▸ **Objective**
Reproduce every line from the one containing "Would you be able to tag each instance of the bush" through the last line of the items, with the requests left unchanged. In the answers, offset each x and y coordinate by adding 48.

▸ **Records supplied**
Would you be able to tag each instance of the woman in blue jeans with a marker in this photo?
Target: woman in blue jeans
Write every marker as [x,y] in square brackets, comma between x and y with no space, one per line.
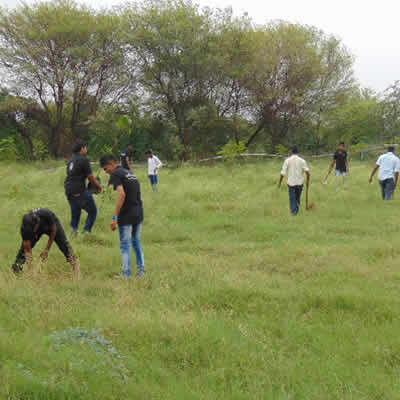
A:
[128,213]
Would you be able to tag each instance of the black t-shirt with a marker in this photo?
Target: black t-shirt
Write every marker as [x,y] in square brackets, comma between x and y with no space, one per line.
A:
[47,220]
[132,210]
[126,153]
[341,159]
[78,169]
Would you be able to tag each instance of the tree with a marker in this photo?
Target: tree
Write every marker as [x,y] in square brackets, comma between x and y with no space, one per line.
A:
[58,52]
[391,110]
[171,42]
[296,73]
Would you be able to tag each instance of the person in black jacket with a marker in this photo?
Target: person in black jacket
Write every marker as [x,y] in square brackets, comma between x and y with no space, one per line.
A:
[79,197]
[128,213]
[38,222]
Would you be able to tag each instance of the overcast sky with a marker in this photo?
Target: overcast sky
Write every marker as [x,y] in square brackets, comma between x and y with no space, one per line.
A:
[370,29]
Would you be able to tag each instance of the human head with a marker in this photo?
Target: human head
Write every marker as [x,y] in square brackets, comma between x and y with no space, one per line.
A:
[149,153]
[294,149]
[30,223]
[79,147]
[109,163]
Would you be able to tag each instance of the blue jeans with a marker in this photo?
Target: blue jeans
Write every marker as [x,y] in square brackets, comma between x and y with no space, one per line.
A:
[130,235]
[84,202]
[294,198]
[153,179]
[387,187]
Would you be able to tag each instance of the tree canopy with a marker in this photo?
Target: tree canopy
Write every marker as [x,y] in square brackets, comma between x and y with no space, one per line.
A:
[188,79]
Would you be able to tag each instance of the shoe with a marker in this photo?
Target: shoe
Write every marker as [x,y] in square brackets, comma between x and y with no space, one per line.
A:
[17,269]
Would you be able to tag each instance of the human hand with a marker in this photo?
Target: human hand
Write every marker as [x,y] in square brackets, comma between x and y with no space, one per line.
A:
[44,255]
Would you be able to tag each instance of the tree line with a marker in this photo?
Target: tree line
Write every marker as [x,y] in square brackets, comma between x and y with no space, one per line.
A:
[179,78]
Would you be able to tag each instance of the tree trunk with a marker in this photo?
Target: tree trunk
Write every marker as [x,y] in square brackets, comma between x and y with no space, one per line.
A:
[28,141]
[54,141]
[255,134]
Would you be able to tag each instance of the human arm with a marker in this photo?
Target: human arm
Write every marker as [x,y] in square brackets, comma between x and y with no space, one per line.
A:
[118,204]
[373,173]
[52,235]
[128,162]
[158,164]
[283,173]
[280,181]
[93,180]
[330,168]
[28,253]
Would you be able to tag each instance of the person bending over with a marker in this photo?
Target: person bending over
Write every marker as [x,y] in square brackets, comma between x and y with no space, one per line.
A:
[128,213]
[342,164]
[79,197]
[38,222]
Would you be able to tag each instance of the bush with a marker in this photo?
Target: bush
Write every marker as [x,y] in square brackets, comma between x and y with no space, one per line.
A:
[8,149]
[232,150]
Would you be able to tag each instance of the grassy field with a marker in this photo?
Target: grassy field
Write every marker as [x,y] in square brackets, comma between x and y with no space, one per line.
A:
[240,300]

▸ **Result for this exercise**
Would you be able to tag each instance of the bush with a marker in this photo?
Target: bush
Write every marker as [x,y] in square brackets, comma between x and y with no space, one per line.
A:
[56,197]
[280,198]
Would you be able to tag each instance of the grassy field with a marker in this photo?
Target: grassy field
Write every marker as [x,y] in square brackets, comma between x and y with no space, one per line.
A:
[288,348]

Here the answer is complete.